YOUR TASK
Gather each line below that contains the string "mask". Treat uppercase and lowercase letters as different.

Collected data entries:

•••••

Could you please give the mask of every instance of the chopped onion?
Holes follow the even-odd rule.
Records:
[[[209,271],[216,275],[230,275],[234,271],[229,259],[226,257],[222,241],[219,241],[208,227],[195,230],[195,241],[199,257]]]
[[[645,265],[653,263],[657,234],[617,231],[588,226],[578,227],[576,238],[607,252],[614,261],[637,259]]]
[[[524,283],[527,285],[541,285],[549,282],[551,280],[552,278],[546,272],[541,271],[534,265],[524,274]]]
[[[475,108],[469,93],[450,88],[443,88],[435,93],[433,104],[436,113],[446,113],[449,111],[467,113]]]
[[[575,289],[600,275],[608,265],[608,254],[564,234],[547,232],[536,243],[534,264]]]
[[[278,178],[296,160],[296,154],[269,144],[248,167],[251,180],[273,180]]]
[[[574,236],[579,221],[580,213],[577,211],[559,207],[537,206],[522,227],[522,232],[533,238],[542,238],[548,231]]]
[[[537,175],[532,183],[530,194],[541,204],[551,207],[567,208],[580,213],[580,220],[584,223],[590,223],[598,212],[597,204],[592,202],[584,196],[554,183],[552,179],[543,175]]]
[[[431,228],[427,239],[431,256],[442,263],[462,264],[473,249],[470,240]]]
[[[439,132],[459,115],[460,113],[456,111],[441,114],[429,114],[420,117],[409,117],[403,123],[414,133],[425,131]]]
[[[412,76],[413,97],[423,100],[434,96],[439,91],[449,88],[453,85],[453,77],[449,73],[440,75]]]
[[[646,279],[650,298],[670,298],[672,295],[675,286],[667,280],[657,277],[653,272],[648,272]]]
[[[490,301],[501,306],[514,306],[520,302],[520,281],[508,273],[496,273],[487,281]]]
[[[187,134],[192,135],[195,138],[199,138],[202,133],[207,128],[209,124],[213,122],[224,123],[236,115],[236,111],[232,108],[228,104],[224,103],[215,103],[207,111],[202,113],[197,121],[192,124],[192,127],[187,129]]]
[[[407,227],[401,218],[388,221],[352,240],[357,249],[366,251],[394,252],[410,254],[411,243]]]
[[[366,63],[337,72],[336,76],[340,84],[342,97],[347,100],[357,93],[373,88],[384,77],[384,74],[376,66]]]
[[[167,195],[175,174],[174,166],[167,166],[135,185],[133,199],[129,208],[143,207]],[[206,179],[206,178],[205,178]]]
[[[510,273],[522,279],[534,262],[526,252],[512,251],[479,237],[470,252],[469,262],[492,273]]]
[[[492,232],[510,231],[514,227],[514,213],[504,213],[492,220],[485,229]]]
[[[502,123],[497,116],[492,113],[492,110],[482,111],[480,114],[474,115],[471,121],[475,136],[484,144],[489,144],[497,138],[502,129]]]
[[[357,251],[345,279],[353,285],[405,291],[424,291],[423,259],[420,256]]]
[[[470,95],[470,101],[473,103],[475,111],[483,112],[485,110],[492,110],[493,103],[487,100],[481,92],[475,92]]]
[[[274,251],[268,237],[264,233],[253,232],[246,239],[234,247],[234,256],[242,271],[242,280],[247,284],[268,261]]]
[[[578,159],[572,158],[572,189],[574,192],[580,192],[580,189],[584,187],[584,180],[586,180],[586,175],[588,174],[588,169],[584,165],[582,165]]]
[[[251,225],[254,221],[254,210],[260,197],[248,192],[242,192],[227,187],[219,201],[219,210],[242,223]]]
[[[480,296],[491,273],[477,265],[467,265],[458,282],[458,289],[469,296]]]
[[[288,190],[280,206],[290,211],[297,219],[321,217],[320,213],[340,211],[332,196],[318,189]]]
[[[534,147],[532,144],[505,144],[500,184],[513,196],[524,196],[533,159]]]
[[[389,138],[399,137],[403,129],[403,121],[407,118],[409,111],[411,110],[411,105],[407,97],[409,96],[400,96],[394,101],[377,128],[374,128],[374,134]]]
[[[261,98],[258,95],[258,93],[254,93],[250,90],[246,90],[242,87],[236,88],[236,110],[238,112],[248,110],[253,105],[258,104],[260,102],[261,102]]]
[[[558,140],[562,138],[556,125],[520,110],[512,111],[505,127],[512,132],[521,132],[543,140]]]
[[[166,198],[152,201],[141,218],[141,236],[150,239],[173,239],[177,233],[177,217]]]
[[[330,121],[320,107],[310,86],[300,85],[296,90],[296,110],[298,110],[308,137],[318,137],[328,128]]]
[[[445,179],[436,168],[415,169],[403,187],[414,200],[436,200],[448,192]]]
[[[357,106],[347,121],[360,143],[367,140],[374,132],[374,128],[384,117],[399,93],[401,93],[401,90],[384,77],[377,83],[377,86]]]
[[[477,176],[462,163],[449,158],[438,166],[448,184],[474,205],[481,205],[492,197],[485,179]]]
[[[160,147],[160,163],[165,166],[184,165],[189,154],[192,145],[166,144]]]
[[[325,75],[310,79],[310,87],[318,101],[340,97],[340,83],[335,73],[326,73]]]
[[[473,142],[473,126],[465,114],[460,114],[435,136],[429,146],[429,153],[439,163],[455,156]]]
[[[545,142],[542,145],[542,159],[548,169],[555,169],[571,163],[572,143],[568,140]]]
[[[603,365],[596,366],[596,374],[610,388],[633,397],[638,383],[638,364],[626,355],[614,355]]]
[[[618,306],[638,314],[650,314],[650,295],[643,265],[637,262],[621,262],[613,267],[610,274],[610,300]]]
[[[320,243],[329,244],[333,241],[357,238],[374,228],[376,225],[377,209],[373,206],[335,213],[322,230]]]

•••••

OUTPUT OF THE EXERCISE
Could you please give the mask of every instance of the chopped onion?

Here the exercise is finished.